## Task to complete
Go through the data underneath and report how many lines hold the string "white", giving only the number.

## Stored data
--

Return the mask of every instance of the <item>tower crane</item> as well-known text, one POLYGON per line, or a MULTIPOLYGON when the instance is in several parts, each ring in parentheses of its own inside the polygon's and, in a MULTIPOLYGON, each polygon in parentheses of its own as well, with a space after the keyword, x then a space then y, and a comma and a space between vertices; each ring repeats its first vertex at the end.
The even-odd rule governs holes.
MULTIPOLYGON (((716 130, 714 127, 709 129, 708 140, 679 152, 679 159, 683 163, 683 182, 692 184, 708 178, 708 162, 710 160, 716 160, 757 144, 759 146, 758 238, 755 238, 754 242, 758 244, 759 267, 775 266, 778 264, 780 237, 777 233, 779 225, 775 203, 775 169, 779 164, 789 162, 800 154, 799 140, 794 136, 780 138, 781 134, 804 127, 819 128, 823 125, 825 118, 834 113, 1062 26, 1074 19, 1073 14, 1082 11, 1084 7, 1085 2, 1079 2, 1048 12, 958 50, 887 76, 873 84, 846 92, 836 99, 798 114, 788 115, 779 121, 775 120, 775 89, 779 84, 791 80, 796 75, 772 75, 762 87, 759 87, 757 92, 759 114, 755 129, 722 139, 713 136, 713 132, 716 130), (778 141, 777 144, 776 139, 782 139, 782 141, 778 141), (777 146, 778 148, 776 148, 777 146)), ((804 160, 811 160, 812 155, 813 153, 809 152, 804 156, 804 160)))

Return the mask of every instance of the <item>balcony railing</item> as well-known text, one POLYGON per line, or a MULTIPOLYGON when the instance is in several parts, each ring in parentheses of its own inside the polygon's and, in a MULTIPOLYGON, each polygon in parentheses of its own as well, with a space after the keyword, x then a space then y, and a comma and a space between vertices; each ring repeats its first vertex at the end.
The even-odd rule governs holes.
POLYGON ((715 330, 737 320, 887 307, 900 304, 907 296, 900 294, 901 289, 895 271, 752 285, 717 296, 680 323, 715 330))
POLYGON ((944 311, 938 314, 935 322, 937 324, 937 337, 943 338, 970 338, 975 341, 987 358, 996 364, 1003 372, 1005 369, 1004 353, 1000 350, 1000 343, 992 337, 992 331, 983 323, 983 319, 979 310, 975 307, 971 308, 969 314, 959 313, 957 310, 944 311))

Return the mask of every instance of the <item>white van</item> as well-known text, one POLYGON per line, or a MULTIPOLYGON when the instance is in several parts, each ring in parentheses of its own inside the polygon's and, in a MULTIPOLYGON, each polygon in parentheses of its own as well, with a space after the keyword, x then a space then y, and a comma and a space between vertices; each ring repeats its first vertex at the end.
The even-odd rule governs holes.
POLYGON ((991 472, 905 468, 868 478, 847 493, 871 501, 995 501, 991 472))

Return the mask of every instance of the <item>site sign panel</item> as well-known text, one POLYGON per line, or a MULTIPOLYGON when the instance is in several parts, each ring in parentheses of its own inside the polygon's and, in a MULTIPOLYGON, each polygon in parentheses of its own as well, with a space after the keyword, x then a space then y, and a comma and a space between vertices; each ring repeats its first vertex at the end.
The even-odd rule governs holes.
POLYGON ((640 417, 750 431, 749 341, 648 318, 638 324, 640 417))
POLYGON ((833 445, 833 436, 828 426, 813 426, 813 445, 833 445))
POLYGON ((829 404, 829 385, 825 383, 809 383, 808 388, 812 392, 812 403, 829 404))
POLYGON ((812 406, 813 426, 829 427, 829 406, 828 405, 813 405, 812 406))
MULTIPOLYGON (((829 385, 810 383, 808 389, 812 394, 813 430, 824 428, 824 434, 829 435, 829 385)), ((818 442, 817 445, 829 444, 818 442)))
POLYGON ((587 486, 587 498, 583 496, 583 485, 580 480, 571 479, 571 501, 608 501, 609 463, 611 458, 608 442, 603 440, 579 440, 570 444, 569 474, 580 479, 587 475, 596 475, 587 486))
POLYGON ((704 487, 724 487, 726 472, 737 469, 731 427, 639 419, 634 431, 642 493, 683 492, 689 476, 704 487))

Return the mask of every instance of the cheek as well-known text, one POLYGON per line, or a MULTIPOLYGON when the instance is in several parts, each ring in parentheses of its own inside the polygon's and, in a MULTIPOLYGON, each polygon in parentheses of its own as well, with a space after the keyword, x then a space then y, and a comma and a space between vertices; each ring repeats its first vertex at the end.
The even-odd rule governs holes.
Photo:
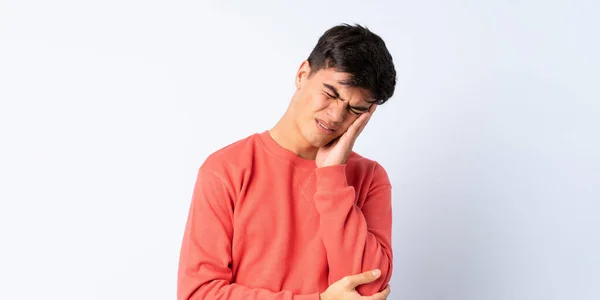
POLYGON ((344 120, 344 125, 342 126, 344 128, 344 132, 350 128, 350 125, 352 125, 352 121, 349 118, 346 118, 346 120, 344 120))
POLYGON ((348 130, 348 128, 352 125, 352 123, 354 123, 354 121, 356 121, 356 119, 358 119, 357 115, 353 113, 348 113, 346 119, 344 120, 344 124, 342 125, 344 128, 344 132, 348 130))
POLYGON ((327 109, 327 106, 329 105, 329 99, 327 99, 325 96, 314 95, 312 96, 308 105, 313 112, 319 112, 327 109))

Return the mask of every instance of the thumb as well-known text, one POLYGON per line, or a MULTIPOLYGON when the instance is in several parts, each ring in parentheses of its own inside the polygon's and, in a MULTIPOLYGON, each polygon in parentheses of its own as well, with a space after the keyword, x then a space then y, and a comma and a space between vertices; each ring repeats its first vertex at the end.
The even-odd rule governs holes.
POLYGON ((348 280, 348 284, 350 285, 350 288, 356 288, 357 286, 359 286, 361 284, 366 284, 366 283, 377 280, 377 278, 379 278, 379 276, 381 276, 381 271, 379 269, 375 269, 372 271, 367 271, 367 272, 363 272, 360 274, 348 276, 347 280, 348 280))

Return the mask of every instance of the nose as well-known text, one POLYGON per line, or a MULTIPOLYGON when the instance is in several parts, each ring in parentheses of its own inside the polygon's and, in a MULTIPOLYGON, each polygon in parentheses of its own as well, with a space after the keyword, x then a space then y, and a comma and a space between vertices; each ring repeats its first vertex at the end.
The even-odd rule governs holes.
POLYGON ((328 109, 327 114, 329 115, 330 121, 335 123, 344 122, 346 114, 346 106, 343 101, 333 101, 328 109))

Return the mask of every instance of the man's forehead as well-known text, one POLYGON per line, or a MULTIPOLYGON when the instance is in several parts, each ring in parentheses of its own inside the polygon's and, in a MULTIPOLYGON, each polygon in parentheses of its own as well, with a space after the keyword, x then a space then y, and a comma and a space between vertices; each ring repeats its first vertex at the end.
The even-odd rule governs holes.
POLYGON ((358 97, 360 99, 353 100, 360 100, 361 103, 364 102, 365 104, 370 104, 369 101, 373 100, 371 93, 368 90, 344 84, 345 82, 348 82, 348 80, 352 79, 352 74, 338 72, 333 68, 319 70, 319 73, 321 73, 319 75, 321 75, 320 77, 322 84, 324 86, 329 85, 336 89, 340 93, 341 98, 344 100, 346 100, 347 97, 358 97))
POLYGON ((344 84, 352 79, 352 74, 336 71, 333 68, 320 69, 315 76, 322 83, 334 86, 336 89, 349 89, 351 86, 344 84))
POLYGON ((331 82, 335 81, 336 85, 339 85, 341 82, 348 81, 352 78, 352 74, 339 72, 334 68, 321 69, 318 71, 318 73, 323 80, 329 81, 330 84, 331 82))

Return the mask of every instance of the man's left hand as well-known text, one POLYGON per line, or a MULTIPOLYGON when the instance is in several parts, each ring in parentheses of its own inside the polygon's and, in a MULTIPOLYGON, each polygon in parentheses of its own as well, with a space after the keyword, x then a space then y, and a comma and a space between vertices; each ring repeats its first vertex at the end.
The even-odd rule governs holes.
POLYGON ((365 126, 367 126, 376 108, 377 104, 372 104, 369 112, 358 117, 344 134, 331 141, 331 143, 319 148, 315 159, 317 168, 346 163, 352 147, 354 147, 356 138, 358 138, 365 126))

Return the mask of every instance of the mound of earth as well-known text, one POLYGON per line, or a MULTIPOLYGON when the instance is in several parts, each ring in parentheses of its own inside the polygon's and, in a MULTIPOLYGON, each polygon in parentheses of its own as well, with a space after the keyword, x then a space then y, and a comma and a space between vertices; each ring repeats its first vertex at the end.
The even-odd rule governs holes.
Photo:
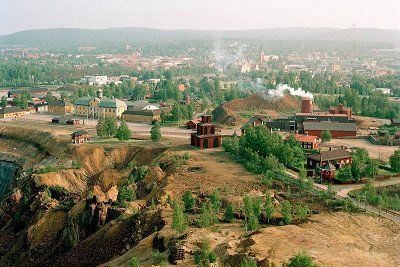
POLYGON ((213 110, 214 121, 219 124, 242 124, 244 120, 239 116, 239 112, 260 113, 269 111, 295 111, 300 108, 298 99, 291 95, 282 98, 265 99, 259 94, 252 94, 246 98, 234 99, 226 102, 213 110))

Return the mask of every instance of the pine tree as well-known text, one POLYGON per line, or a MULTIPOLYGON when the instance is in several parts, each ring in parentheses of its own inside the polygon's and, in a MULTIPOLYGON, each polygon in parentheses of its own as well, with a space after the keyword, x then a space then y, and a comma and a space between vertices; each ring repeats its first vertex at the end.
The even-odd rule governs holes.
POLYGON ((216 212, 219 212, 219 210, 221 209, 221 197, 217 189, 215 189, 210 195, 210 202, 212 204, 213 209, 216 212))
POLYGON ((186 191, 183 194, 182 201, 185 205, 185 210, 192 210, 196 204, 196 199, 194 199, 191 191, 186 191))
POLYGON ((254 215, 253 201, 249 197, 244 197, 244 212, 245 212, 245 226, 248 231, 255 231, 258 229, 258 219, 254 215))
POLYGON ((161 127, 158 122, 155 122, 150 130, 150 139, 153 142, 161 140, 161 127))
POLYGON ((118 125, 117 125, 117 119, 114 117, 106 117, 105 118, 105 124, 106 124, 106 129, 107 129, 107 137, 114 137, 117 134, 118 130, 118 125))
POLYGON ((233 206, 229 205, 228 207, 226 207, 225 212, 224 212, 224 221, 227 223, 230 223, 233 221, 235 217, 235 213, 233 211, 233 206))
POLYGON ((283 201, 281 205, 281 213, 283 216, 283 223, 290 224, 292 222, 292 205, 289 201, 283 201))
POLYGON ((274 205, 272 204, 272 199, 270 195, 267 195, 267 198, 265 199, 265 215, 267 217, 267 222, 269 223, 272 219, 272 216, 274 215, 275 208, 274 205))
POLYGON ((172 214, 172 229, 175 229, 178 232, 183 232, 186 230, 187 218, 183 213, 182 207, 176 201, 173 202, 173 214, 172 214))
POLYGON ((129 129, 128 125, 125 121, 121 122, 121 125, 118 127, 117 130, 117 138, 119 141, 127 141, 131 138, 132 132, 129 129))
POLYGON ((101 139, 104 139, 104 138, 107 137, 107 125, 106 125, 106 122, 105 122, 105 120, 103 118, 100 118, 97 121, 96 132, 97 132, 97 135, 101 139))

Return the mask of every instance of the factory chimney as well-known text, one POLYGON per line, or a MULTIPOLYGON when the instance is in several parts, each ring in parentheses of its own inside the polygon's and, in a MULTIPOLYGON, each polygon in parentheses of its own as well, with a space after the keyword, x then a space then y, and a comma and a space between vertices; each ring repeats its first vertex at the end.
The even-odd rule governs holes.
POLYGON ((311 98, 303 97, 301 99, 301 113, 313 113, 313 101, 311 98))

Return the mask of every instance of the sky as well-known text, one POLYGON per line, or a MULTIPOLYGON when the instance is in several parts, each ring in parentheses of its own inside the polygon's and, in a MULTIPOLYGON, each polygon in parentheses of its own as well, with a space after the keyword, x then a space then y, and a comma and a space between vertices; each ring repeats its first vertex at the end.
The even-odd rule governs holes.
POLYGON ((400 29, 400 0, 0 0, 0 34, 39 28, 400 29))

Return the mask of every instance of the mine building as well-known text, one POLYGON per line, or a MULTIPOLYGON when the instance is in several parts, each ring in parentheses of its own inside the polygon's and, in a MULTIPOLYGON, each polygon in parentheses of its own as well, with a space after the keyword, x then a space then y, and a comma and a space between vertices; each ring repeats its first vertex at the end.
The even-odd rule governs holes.
POLYGON ((210 115, 201 116, 201 123, 197 124, 197 132, 190 136, 191 145, 200 149, 221 147, 222 136, 215 133, 215 124, 210 115))
POLYGON ((322 137, 323 131, 329 131, 333 138, 356 136, 357 125, 355 123, 339 123, 339 122, 304 122, 303 131, 310 135, 322 137))
POLYGON ((86 131, 79 130, 71 134, 71 140, 73 144, 82 144, 90 140, 90 135, 86 131))
POLYGON ((190 120, 190 121, 188 121, 187 123, 186 123, 186 129, 188 129, 188 130, 196 130, 197 129, 197 124, 198 123, 200 123, 201 122, 201 120, 199 120, 199 119, 193 119, 193 120, 190 120))
POLYGON ((392 126, 400 127, 400 119, 390 119, 392 126))

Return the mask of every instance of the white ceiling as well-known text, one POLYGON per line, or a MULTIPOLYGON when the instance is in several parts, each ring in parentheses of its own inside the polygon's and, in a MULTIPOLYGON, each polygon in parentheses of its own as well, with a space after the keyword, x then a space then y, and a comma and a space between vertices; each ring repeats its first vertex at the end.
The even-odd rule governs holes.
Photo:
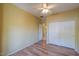
MULTIPOLYGON (((42 7, 42 3, 14 3, 14 5, 33 14, 34 16, 40 17, 42 15, 41 10, 37 9, 42 7)), ((48 13, 48 15, 51 15, 77 8, 79 7, 79 3, 48 3, 48 6, 53 6, 48 13)))

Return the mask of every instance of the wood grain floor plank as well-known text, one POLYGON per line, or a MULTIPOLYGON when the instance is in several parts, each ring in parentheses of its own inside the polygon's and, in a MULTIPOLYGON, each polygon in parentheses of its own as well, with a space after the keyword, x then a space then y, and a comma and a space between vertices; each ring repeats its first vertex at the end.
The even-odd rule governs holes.
POLYGON ((71 48, 47 44, 43 49, 41 44, 35 44, 24 48, 10 56, 79 56, 79 54, 71 48))

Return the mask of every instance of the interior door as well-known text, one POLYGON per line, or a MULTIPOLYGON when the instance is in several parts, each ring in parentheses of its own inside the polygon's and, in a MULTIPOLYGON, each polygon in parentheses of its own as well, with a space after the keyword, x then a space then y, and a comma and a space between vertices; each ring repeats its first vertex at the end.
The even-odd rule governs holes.
POLYGON ((75 48, 75 22, 49 23, 47 43, 75 48))

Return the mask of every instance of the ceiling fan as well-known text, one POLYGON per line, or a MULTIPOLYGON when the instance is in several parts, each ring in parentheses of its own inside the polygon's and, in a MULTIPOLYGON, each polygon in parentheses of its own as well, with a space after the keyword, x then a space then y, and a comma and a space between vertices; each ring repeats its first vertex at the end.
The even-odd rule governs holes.
POLYGON ((53 5, 48 5, 48 3, 42 3, 42 7, 38 8, 38 10, 41 10, 42 14, 47 14, 53 7, 53 5))

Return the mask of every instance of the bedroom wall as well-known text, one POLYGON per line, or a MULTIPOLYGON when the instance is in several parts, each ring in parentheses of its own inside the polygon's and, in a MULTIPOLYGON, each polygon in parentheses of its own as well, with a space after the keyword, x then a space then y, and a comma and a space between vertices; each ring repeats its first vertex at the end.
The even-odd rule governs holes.
POLYGON ((36 43, 39 19, 12 5, 3 4, 3 55, 36 43))
POLYGON ((2 53, 2 4, 0 4, 0 55, 2 53))
POLYGON ((79 52, 79 8, 76 11, 76 50, 79 52))

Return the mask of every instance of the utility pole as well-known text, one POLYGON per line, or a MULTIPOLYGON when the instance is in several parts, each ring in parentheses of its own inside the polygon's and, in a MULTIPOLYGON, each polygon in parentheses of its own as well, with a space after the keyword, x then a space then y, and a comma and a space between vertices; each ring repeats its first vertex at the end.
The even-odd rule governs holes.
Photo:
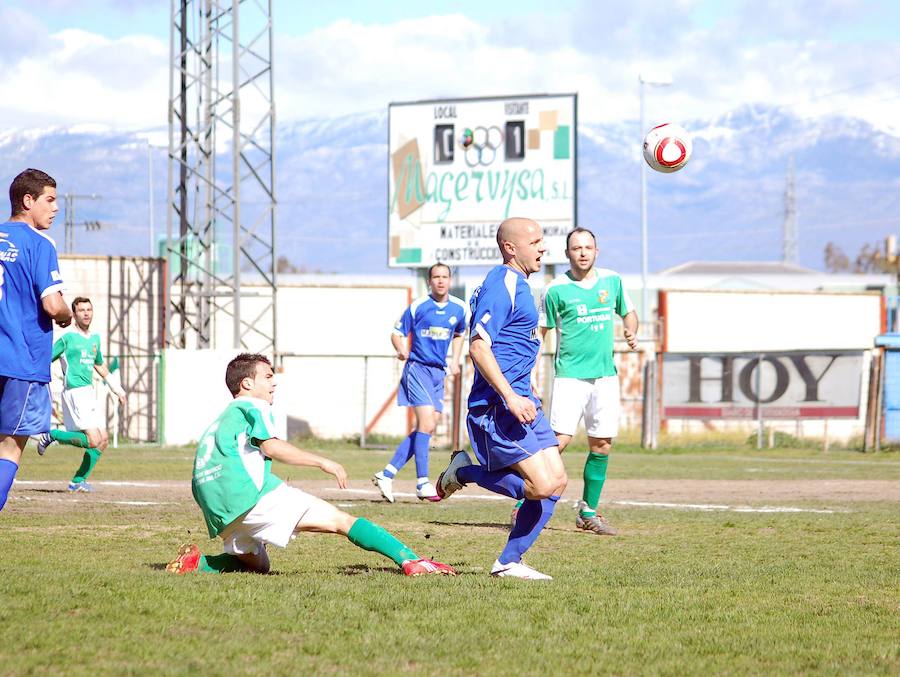
POLYGON ((71 254, 75 251, 75 226, 85 226, 88 230, 99 230, 99 221, 84 221, 75 223, 75 200, 100 200, 101 196, 91 193, 80 195, 78 193, 63 193, 63 205, 65 206, 63 252, 71 254))
POLYGON ((784 226, 781 260, 784 263, 799 263, 800 252, 797 243, 797 193, 794 186, 794 156, 788 160, 787 185, 784 188, 784 226))

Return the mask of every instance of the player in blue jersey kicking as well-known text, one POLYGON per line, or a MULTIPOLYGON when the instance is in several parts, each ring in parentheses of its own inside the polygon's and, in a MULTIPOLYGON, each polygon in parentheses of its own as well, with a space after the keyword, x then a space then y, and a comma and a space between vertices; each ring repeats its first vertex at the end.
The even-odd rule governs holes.
POLYGON ((469 354, 475 381, 466 422, 480 465, 474 465, 466 452, 454 452, 438 477, 437 490, 446 498, 474 482, 525 499, 491 575, 550 580, 522 562, 553 515, 567 482, 556 435, 531 391, 540 340, 538 311, 526 279, 541 269, 546 248, 541 227, 524 218, 501 223, 497 244, 503 265, 487 274, 471 301, 469 354))
POLYGON ((444 410, 444 377, 459 373, 463 333, 468 310, 465 301, 450 295, 450 267, 435 263, 428 269, 431 293, 416 299, 394 326, 391 343, 397 359, 406 362, 397 404, 412 407, 416 427, 397 447, 383 470, 375 473, 373 484, 391 503, 394 502, 394 477, 410 458, 416 459, 416 496, 423 501, 441 500, 428 479, 428 446, 444 410), (412 335, 412 350, 407 336, 412 335), (450 364, 447 352, 451 348, 450 364))
POLYGON ((59 211, 56 181, 26 169, 9 201, 12 216, 0 224, 0 510, 28 437, 50 430, 53 322, 72 322, 56 245, 43 232, 59 211))

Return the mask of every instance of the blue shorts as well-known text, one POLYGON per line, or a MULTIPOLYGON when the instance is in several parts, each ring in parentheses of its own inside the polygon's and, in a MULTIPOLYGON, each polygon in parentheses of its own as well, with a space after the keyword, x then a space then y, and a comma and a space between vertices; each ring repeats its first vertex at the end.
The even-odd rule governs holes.
POLYGON ((475 407, 469 409, 466 423, 472 450, 488 470, 508 468, 559 444, 540 407, 531 423, 519 423, 503 404, 475 407))
POLYGON ((434 407, 444 410, 444 377, 447 370, 432 367, 421 362, 406 361, 400 389, 397 391, 397 405, 401 407, 434 407))
POLYGON ((50 430, 50 385, 0 376, 0 435, 39 435, 50 430))

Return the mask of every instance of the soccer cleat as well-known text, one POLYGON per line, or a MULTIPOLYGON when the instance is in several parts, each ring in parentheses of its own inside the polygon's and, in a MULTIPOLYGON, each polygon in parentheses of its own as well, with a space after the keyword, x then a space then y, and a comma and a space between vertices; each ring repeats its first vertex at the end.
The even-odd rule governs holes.
POLYGON ((87 482, 69 482, 69 491, 73 494, 82 492, 82 493, 90 493, 94 490, 87 482))
POLYGON ((426 482, 421 487, 416 487, 416 497, 420 501, 431 501, 433 503, 441 500, 441 497, 438 496, 438 493, 435 491, 434 485, 431 482, 426 482))
POLYGON ((514 505, 512 512, 509 514, 509 530, 516 528, 516 518, 519 516, 519 506, 514 505))
POLYGON ((542 574, 536 569, 532 569, 522 562, 510 562, 509 564, 500 564, 500 560, 494 562, 491 567, 491 576, 496 578, 521 578, 524 581, 552 581, 553 576, 542 574))
POLYGON ((196 543, 185 543, 178 548, 178 556, 166 564, 166 571, 173 574, 186 574, 196 571, 200 566, 200 548, 196 543))
POLYGON ((384 496, 384 500, 388 503, 394 502, 394 480, 392 478, 378 471, 372 476, 372 484, 378 487, 378 491, 384 496))
POLYGON ((41 433, 35 437, 35 439, 37 440, 38 456, 43 456, 44 452, 47 451, 47 447, 55 442, 55 440, 50 437, 50 433, 41 433))
POLYGON ((575 526, 579 529, 584 529, 585 531, 592 531, 598 536, 615 536, 618 533, 612 526, 610 526, 609 522, 601 515, 599 512, 591 515, 590 517, 586 517, 581 514, 581 510, 583 508, 587 508, 587 503, 584 501, 579 501, 578 505, 575 506, 575 526))
POLYGON ((430 559, 408 559, 403 563, 403 573, 407 576, 424 576, 426 574, 443 574, 456 576, 456 570, 449 564, 435 562, 430 559))
POLYGON ((437 495, 441 500, 463 488, 464 485, 456 479, 456 471, 466 465, 472 465, 469 455, 464 451, 454 451, 450 456, 450 465, 438 476, 437 495))

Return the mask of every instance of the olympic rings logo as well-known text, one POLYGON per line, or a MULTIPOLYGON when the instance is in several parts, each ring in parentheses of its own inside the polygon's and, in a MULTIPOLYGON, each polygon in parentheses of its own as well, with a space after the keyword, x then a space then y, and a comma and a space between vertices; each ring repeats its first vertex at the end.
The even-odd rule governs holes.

--

## Written answer
2